Substantial technical hurdles remain, including efficient power generation and cooling the intense heat from the chips. The Starcloud 2 satellite will feature the largest deployable radiator ever flown on a private satellite, and Johnston expects at least two more iterations of that spacecraft will follow.
Synchronization presents another formidable challenge. The largest data center workloads, particularly for AI training, require hundreds or thousands of GPUs working in tandem. Achieving this in space would demand either enormous single spacecraft or highly reliable laser links between multiple craft flying in formation. Most companies in this field expect these complex workloads will follow after simpler inference tasks are established in orbit.

WHAT TO DO.
Write a continuation of the passage about data centers in orbit, starting right after its final sentence. The data that comes after this passage has no connection to it.

Extracted data entries:
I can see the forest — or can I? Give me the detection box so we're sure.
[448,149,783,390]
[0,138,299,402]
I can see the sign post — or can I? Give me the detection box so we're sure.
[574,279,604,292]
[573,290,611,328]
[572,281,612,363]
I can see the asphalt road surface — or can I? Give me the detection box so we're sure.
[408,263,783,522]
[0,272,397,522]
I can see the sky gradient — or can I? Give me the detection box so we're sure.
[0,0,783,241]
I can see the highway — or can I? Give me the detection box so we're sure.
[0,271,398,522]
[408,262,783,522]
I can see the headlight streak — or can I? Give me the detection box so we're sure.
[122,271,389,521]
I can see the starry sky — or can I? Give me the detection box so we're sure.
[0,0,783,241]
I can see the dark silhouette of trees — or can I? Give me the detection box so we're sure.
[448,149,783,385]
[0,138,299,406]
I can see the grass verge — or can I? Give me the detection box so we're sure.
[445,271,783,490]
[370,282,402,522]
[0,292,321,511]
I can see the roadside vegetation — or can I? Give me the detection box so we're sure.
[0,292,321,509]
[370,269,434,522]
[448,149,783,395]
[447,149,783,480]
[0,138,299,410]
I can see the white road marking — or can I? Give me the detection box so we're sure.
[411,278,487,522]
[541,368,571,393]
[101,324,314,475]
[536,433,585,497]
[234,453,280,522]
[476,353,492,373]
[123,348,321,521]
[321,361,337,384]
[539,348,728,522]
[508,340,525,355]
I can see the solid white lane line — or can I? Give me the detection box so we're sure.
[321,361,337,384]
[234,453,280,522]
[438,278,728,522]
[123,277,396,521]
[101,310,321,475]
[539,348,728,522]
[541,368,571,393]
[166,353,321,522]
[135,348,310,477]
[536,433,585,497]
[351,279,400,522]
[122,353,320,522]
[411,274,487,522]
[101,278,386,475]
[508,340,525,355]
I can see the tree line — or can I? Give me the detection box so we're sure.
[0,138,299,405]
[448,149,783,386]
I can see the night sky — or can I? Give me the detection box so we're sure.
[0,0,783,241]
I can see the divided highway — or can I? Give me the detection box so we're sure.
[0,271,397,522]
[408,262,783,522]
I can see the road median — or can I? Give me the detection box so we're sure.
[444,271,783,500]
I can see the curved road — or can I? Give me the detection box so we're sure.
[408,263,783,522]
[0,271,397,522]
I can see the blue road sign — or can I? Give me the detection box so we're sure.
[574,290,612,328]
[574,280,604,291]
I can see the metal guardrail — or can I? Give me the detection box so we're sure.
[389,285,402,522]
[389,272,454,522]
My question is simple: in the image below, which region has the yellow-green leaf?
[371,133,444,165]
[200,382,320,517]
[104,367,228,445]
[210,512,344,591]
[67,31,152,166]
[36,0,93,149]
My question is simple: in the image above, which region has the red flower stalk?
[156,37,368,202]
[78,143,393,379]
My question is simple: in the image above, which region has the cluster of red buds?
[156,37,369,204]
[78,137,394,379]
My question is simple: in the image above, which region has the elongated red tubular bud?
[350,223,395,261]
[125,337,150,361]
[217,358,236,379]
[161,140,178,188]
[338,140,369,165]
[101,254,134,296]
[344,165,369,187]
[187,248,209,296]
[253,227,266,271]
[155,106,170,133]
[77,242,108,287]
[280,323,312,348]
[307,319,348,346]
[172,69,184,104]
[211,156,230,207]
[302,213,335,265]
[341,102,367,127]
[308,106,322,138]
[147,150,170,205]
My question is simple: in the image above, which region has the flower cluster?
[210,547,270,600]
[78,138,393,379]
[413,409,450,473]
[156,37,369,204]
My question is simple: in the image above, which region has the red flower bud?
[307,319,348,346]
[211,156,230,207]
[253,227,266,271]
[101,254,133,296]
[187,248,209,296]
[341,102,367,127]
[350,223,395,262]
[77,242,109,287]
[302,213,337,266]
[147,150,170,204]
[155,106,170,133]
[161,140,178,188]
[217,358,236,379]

REPLY.
Starcloud is not alone in this emerging field. Competitors include Aetherflux, Google’s Project Suncatcher, and Aethero, which launched Nvidia’s first space-based Jetson GPU in 2025. The most significant potential competitor is SpaceX itself, which has sought government permission to operate a million satellites for distributed computing in space.
Competing directly with SpaceX is a daunting prospect, but Johnston believes there is room for multiple players. He notes that SpaceX appears focused on serving its own needs for Grok and Tesla workloads. While they may eventually offer third-party cloud services, Johnston sees Starcloud’s role as fundamentally different, positioning itself as an energy and infrastructure provider in this new frontier.